### What is expected
Retyping the records exactly is the whole task.

### Dataset entries
- Opening Delimiter -
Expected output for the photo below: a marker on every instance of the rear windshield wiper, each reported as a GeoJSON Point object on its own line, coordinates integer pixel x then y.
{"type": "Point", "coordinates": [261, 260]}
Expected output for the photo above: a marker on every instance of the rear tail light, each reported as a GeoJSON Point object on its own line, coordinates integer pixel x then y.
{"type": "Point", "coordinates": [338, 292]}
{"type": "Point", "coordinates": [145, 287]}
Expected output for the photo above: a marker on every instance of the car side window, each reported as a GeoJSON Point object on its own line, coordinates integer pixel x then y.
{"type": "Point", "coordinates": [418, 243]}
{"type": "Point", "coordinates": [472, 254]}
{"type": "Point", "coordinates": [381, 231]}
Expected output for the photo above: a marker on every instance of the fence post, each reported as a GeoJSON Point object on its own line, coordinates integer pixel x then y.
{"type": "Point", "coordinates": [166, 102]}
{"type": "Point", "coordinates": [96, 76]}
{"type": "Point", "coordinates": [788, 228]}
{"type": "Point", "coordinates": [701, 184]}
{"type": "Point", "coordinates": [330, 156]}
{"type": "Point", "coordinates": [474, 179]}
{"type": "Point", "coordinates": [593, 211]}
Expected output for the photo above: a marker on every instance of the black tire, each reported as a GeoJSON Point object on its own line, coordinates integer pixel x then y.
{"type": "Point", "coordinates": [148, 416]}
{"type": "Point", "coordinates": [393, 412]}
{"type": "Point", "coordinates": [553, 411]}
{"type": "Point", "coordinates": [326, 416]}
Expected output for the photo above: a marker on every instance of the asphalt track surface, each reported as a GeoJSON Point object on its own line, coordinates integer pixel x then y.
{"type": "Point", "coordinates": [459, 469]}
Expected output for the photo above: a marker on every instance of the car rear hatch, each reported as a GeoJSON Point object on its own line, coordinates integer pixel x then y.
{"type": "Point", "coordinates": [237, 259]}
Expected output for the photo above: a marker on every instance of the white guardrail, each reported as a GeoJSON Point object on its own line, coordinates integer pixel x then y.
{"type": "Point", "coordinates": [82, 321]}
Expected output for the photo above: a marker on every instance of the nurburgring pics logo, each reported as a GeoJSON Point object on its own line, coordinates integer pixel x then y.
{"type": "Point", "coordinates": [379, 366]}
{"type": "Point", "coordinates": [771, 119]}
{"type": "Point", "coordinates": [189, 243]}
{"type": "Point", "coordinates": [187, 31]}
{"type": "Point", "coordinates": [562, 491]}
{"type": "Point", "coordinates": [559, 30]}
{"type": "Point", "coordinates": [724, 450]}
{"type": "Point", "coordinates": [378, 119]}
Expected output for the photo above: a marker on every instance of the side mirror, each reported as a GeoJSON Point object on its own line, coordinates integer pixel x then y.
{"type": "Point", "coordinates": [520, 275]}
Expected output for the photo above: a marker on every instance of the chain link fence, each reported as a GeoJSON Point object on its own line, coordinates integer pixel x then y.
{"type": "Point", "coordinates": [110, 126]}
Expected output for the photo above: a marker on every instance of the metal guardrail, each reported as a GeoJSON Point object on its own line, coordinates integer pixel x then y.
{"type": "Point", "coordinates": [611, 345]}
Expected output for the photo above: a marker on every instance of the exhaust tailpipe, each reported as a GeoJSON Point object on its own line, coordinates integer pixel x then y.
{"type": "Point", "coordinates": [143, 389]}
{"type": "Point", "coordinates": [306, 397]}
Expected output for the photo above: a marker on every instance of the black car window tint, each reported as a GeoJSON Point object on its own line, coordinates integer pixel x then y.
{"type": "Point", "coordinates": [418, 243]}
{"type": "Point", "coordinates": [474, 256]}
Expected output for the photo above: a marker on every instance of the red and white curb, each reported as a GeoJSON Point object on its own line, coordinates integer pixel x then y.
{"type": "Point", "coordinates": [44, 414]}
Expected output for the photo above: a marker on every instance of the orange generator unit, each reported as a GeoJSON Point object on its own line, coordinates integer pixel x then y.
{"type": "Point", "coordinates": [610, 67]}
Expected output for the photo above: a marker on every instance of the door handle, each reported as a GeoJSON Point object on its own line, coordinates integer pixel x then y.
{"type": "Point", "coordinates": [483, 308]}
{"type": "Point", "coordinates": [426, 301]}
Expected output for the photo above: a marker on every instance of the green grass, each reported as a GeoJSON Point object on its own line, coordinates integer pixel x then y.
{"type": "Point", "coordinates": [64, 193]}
- Closing Delimiter -
### Result
Expected output for the photo below: a marker on every instance of the rear windshield wiper, each reported as a GeoJSON Point object on its own line, coordinates integer pixel x then y.
{"type": "Point", "coordinates": [261, 260]}
Expected output for the photo above: a marker on every instance of the rear tail light, each reported as a GeoJSON Point object on its own line, coordinates integer pixel x then y.
{"type": "Point", "coordinates": [338, 292]}
{"type": "Point", "coordinates": [145, 287]}
Expected output for the photo above: a marker on every instance of the car side window, each reported as a GeoJSON Point object on its own line, coordinates integer pixel x then y.
{"type": "Point", "coordinates": [418, 243]}
{"type": "Point", "coordinates": [472, 254]}
{"type": "Point", "coordinates": [381, 231]}
Expected output for the photo above: a marker on every instance of the fence post, each reported as a GeoJSON Point object on its own line, coordinates integer pixel x then y.
{"type": "Point", "coordinates": [166, 102]}
{"type": "Point", "coordinates": [96, 76]}
{"type": "Point", "coordinates": [788, 228]}
{"type": "Point", "coordinates": [701, 184]}
{"type": "Point", "coordinates": [330, 156]}
{"type": "Point", "coordinates": [474, 179]}
{"type": "Point", "coordinates": [593, 211]}
Expected output for the photo above: a marker on every instance of the black tire, each reported as a GeoJSON Point object on its own line, coordinates integer pixel x then y.
{"type": "Point", "coordinates": [148, 416]}
{"type": "Point", "coordinates": [393, 412]}
{"type": "Point", "coordinates": [553, 411]}
{"type": "Point", "coordinates": [326, 416]}
Expected output for the photo above: a marker on every instance of the asphalt track surface, each reported as a GeoJSON Point object on its own line, coordinates integer pixel x then y.
{"type": "Point", "coordinates": [459, 469]}
Expected output for the photo above: a marker on every instance of the car rear hatch, each reported as a GeoJSON Point object on its own line, coordinates integer pixel x then y.
{"type": "Point", "coordinates": [237, 259]}
Expected output for the photo above: a marker on every instance of the white guardrail, each reported as a GeoJSON Point object on its own line, coordinates integer pixel x then y.
{"type": "Point", "coordinates": [82, 321]}
Expected output for the photo above: a marker on every instance of the nurburgring pics logo, each reported as a GeoJSON Point object on its own line, coordinates integer pixel x then y.
{"type": "Point", "coordinates": [379, 366]}
{"type": "Point", "coordinates": [771, 119]}
{"type": "Point", "coordinates": [189, 243]}
{"type": "Point", "coordinates": [187, 31]}
{"type": "Point", "coordinates": [562, 491]}
{"type": "Point", "coordinates": [559, 30]}
{"type": "Point", "coordinates": [724, 450]}
{"type": "Point", "coordinates": [378, 119]}
Expected output for the photo above: a marker on every instance of the side mirror, each reported as a GeoJSON Point object on its own line, coordinates integer pixel x then y.
{"type": "Point", "coordinates": [520, 275]}
Expected output for the photo above: a marker on every instance of the chain link fence, each reported as a GeoJSON Point object on its own line, coordinates integer pixel x then y.
{"type": "Point", "coordinates": [110, 126]}
Expected output for the photo above: a marker on every instance of the metal guardrail, each reported as a GeoJSON Point object on its own line, coordinates integer pixel x then y.
{"type": "Point", "coordinates": [611, 345]}
Expected output for the photo above: a marker on every instance of the exhaust tailpipe, each reported as a GeoJSON Point object on its own line, coordinates integer pixel x then y.
{"type": "Point", "coordinates": [143, 389]}
{"type": "Point", "coordinates": [306, 397]}
Expected output for the photo above: a marker on every instance of the black car window tint, each reported as a GeoJSON Point object on its own line, coordinates integer pixel x then y.
{"type": "Point", "coordinates": [418, 243]}
{"type": "Point", "coordinates": [474, 256]}
Expected output for the photo above: a marker on every instance of the red and white curb, each reported as a GeoJSON Point object on its own line, coordinates integer pixel x then y.
{"type": "Point", "coordinates": [44, 414]}
Expected output for the photo above: a marker on every instance of the orange generator unit, each reported as a GeoJSON Point object on its own line, coordinates integer pixel x then y.
{"type": "Point", "coordinates": [610, 67]}
Expected output for the photo above: a marker on every instance of the door handle, each reported as a GeoJSON Point object on its own line, coordinates integer pixel x then y.
{"type": "Point", "coordinates": [483, 308]}
{"type": "Point", "coordinates": [426, 301]}
Expected output for the photo above: a marker on every instance of the green grass, each reported as a GeoJSON Point object on its own line, coordinates integer pixel x then y.
{"type": "Point", "coordinates": [64, 193]}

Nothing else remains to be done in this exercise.